Given data |
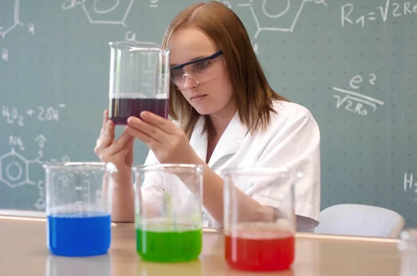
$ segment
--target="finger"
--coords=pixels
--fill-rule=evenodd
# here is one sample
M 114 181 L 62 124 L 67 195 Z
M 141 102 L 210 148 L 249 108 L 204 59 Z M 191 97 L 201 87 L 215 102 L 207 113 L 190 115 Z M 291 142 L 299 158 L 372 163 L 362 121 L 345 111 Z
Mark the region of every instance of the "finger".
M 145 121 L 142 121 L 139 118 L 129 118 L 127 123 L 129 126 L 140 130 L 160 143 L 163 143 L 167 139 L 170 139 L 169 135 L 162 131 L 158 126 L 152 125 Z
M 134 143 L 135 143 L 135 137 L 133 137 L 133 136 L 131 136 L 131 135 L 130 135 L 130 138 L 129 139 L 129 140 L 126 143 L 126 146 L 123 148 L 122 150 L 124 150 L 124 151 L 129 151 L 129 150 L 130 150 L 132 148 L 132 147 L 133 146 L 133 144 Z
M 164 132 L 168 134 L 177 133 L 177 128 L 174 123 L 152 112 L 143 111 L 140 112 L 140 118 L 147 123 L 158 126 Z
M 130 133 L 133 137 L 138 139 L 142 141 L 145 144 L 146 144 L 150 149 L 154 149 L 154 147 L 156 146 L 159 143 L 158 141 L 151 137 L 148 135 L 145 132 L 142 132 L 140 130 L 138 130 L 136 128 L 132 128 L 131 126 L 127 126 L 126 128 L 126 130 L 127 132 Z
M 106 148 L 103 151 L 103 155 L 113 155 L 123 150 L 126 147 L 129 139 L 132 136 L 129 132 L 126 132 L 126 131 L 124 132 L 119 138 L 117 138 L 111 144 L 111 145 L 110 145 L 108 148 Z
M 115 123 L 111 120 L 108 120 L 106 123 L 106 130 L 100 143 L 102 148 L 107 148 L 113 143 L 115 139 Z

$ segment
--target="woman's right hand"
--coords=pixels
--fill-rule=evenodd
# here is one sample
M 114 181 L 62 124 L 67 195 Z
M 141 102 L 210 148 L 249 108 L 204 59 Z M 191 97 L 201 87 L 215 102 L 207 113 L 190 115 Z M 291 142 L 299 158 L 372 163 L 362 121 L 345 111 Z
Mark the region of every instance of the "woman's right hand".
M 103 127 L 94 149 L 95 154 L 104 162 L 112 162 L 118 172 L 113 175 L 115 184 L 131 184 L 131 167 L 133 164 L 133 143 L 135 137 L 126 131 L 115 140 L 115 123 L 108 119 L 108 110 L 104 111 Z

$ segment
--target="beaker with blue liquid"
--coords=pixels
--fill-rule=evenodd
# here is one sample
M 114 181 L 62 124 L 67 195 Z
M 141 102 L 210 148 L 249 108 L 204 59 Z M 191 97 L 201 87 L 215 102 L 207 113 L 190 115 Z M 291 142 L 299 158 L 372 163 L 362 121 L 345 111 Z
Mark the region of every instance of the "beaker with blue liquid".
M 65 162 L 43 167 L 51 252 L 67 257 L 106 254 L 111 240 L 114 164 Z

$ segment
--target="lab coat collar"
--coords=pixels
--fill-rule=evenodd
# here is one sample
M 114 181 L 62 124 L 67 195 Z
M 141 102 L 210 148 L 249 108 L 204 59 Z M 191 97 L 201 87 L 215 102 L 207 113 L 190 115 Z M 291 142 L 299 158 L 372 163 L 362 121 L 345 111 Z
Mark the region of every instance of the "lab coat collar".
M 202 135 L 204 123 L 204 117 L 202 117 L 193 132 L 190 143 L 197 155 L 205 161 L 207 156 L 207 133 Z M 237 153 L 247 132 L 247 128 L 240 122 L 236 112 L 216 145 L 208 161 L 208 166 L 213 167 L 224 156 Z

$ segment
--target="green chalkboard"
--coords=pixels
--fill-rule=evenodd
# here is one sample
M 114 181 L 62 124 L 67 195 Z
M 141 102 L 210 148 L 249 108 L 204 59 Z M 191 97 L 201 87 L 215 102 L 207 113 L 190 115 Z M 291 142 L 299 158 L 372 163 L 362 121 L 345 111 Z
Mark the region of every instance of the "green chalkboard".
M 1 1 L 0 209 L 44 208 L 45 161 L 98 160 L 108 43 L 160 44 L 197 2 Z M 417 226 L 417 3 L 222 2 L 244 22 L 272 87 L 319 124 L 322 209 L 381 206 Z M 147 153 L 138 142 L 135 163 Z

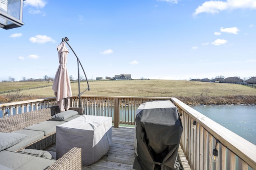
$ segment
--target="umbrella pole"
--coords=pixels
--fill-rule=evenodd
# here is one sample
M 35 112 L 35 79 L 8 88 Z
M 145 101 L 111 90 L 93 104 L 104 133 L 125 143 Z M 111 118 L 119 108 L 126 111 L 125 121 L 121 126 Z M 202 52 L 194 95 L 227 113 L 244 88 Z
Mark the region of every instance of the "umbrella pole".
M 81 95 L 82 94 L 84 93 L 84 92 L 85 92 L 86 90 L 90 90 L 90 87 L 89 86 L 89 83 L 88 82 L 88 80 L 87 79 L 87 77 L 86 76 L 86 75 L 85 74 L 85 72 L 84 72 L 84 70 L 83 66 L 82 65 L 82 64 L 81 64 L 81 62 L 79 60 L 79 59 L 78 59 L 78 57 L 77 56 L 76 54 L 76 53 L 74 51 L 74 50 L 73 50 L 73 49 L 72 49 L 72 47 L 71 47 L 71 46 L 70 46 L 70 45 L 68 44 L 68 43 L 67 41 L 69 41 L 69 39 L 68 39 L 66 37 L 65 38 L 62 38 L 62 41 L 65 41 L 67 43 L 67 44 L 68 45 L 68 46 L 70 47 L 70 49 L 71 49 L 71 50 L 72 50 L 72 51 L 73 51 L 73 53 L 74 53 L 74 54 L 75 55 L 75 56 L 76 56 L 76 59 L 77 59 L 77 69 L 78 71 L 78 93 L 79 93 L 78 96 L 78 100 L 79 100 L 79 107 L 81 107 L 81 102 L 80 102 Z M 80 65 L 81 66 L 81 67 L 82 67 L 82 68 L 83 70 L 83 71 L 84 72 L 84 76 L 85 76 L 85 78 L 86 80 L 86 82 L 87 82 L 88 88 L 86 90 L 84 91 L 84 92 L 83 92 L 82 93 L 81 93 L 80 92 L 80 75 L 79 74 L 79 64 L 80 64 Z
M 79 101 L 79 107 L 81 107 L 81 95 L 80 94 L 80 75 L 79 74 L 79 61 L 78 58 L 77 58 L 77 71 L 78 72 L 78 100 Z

What you have to do |
Lay out every line of the records above as a Markdown table with two columns, "Entry" for the row number and "Content" for the line, skipping blank lines. Leave the pictures out.

Full response |
| Entry | Content |
|---|---|
| 1 | $ segment |
| 2 | --target="finger" |
| 3 | --coords=pixels |
| 4 | --fill-rule=evenodd |
| 5 | # here is one sample |
| 6 | M 114 181 L 62 124 L 67 195 Z |
| 7 | M 141 102 L 210 148 L 249 108 L 204 59 Z M 191 97 L 201 87 L 215 102 L 207 113 L 190 115 Z M 291 142 L 299 158 L 372 163 L 362 121 L 345 111 Z |
| 8 | Mark the region of every instance of the "finger". |
| 9 | M 145 121 L 142 121 L 139 118 L 129 118 L 127 123 L 129 126 L 140 130 L 160 143 L 163 143 L 167 139 L 170 139 L 169 135 L 162 131 L 158 126 L 152 125 Z |
| 10 | M 134 143 L 135 143 L 135 137 L 133 137 L 133 136 L 131 136 L 131 135 L 130 135 L 130 138 L 129 139 L 129 140 L 126 143 L 126 146 L 123 148 L 122 150 L 124 150 L 124 151 L 129 151 L 129 150 L 130 150 L 132 148 L 132 147 L 133 146 L 133 144 Z |
| 11 | M 164 132 L 168 134 L 177 133 L 177 128 L 174 123 L 152 112 L 143 111 L 140 112 L 140 118 L 147 123 L 158 126 Z |
| 12 | M 130 133 L 133 137 L 138 139 L 142 141 L 145 144 L 146 144 L 150 149 L 154 149 L 154 147 L 156 146 L 159 143 L 158 141 L 151 137 L 148 135 L 145 132 L 142 132 L 140 130 L 138 130 L 136 128 L 132 128 L 131 126 L 127 126 L 126 128 L 126 130 L 127 132 Z |
| 13 | M 106 148 L 103 151 L 103 155 L 113 155 L 123 150 L 126 147 L 129 139 L 132 136 L 129 132 L 126 132 L 126 131 L 124 132 L 119 138 L 117 138 L 111 144 L 111 145 L 110 145 L 108 148 Z |
| 14 | M 115 123 L 111 120 L 108 120 L 106 123 L 106 130 L 100 143 L 102 148 L 107 148 L 113 143 L 115 139 Z |
| 15 | $ segment |
| 16 | --target="woman's right hand" |
| 17 | --coords=pixels |
| 18 | --fill-rule=evenodd |
| 19 | # here is one sample |
| 20 | M 114 181 L 62 124 L 67 195 Z |
| 21 | M 141 102 L 210 148 L 249 108 L 204 59 Z M 191 97 L 201 87 L 215 102 L 207 113 L 190 115 Z M 291 142 L 299 158 L 372 163 L 362 121 L 345 111 Z |
| 22 | Mark the region of every instance of the "woman's right hand". |
| 23 | M 103 127 L 94 149 L 95 154 L 104 162 L 112 162 L 118 172 L 113 175 L 115 184 L 131 184 L 131 167 L 133 164 L 133 143 L 135 137 L 126 131 L 115 140 L 115 123 L 108 119 L 108 110 L 104 111 Z |
| 24 | $ segment |
| 25 | --target="beaker with blue liquid" |
| 26 | --coords=pixels |
| 27 | --fill-rule=evenodd |
| 28 | # here is one sample |
| 29 | M 114 181 L 62 124 L 67 195 Z |
| 30 | M 141 102 L 210 148 L 249 108 L 204 59 Z M 191 97 L 201 87 L 215 102 L 207 113 L 190 115 Z M 291 142 L 299 158 L 372 163 L 362 121 L 345 111 Z |
| 31 | Mark the region of every instance of the "beaker with blue liquid". |
| 32 | M 65 162 L 43 167 L 51 252 L 67 257 L 106 254 L 111 240 L 114 164 Z |
| 33 | $ segment |
| 34 | --target="lab coat collar" |
| 35 | --coords=pixels |
| 36 | --fill-rule=evenodd |
| 37 | # here is one sample |
| 38 | M 114 181 L 62 124 L 67 195 Z |
| 39 | M 141 102 L 210 148 L 249 108 L 204 59 Z M 191 97 L 201 87 L 215 102 L 207 113 L 190 115 Z M 291 142 L 299 158 L 372 163 L 362 121 L 345 111 Z |
| 40 | Mark the region of every instance of the "lab coat collar". |
| 41 | M 202 135 L 204 123 L 204 117 L 202 117 L 193 132 L 190 143 L 197 155 L 205 161 L 207 156 L 207 133 Z M 237 153 L 247 132 L 247 128 L 240 122 L 236 112 L 216 145 L 208 161 L 208 166 L 213 167 L 224 156 Z |
| 42 | $ segment |
| 43 | --target="green chalkboard" |
| 44 | --coords=pixels |
| 45 | --fill-rule=evenodd |
| 46 | # here is one sample |
| 47 | M 114 181 L 62 124 L 67 195 Z |
| 48 | M 141 102 L 210 148 L 249 108 L 204 59 Z M 191 97 L 201 87 L 215 102 L 207 113 L 190 115 Z M 291 142 L 299 158 L 372 163 L 362 121 L 345 111 Z |
| 49 | Mark the region of every instance of the "green chalkboard". |
| 50 | M 1 1 L 0 209 L 44 208 L 45 161 L 98 160 L 108 43 L 160 44 L 197 2 Z M 417 226 L 417 3 L 222 2 L 244 22 L 272 87 L 319 124 L 322 209 L 381 206 Z M 147 153 L 138 142 L 135 163 Z |
| 51 | $ segment |
| 52 | --target="umbrella pole" |
| 53 | --coords=pixels |
| 54 | --fill-rule=evenodd |
| 55 | # here is one sample |
| 56 | M 35 112 L 35 79 L 8 88 Z |
| 57 | M 145 101 L 111 90 L 93 104 L 104 133 L 125 143 Z M 111 118 L 119 108 L 126 111 L 125 121 L 121 126 Z M 202 52 L 194 95 L 227 113 L 244 88 Z |
| 58 | Mark the region of every instance of the "umbrella pole". |
| 59 | M 81 95 L 82 94 L 84 93 L 84 92 L 85 92 L 86 90 L 90 90 L 90 87 L 89 86 L 89 83 L 88 82 L 88 80 L 87 79 L 87 77 L 86 76 L 86 75 L 85 74 L 85 72 L 84 72 L 84 70 L 83 66 L 82 65 L 82 64 L 81 64 L 81 62 L 79 60 L 79 59 L 78 59 L 78 57 L 77 56 L 76 54 L 76 53 L 74 51 L 74 50 L 73 50 L 73 49 L 72 49 L 72 47 L 71 47 L 71 46 L 70 46 L 70 45 L 68 44 L 68 43 L 67 41 L 69 41 L 69 39 L 68 39 L 66 37 L 65 38 L 62 38 L 62 41 L 65 41 L 67 43 L 67 44 L 68 45 L 68 46 L 70 47 L 70 49 L 71 49 L 71 50 L 72 50 L 72 51 L 73 51 L 73 53 L 74 53 L 74 54 L 75 55 L 75 56 L 76 56 L 76 59 L 77 59 L 77 69 L 78 71 L 78 93 L 79 93 L 78 96 L 78 100 L 79 100 L 79 107 L 81 107 L 81 102 L 80 102 Z M 80 65 L 81 66 L 81 67 L 82 67 L 82 68 L 83 70 L 83 71 L 84 72 L 84 76 L 85 76 L 85 78 L 86 80 L 86 82 L 87 82 L 88 88 L 86 90 L 84 91 L 84 92 L 83 92 L 82 93 L 81 93 L 80 92 L 80 75 L 79 74 L 79 64 L 80 64 Z |
| 60 | M 79 101 L 79 107 L 81 107 L 81 95 L 80 94 L 80 75 L 79 74 L 79 61 L 78 58 L 77 58 L 77 71 L 78 72 L 78 100 Z |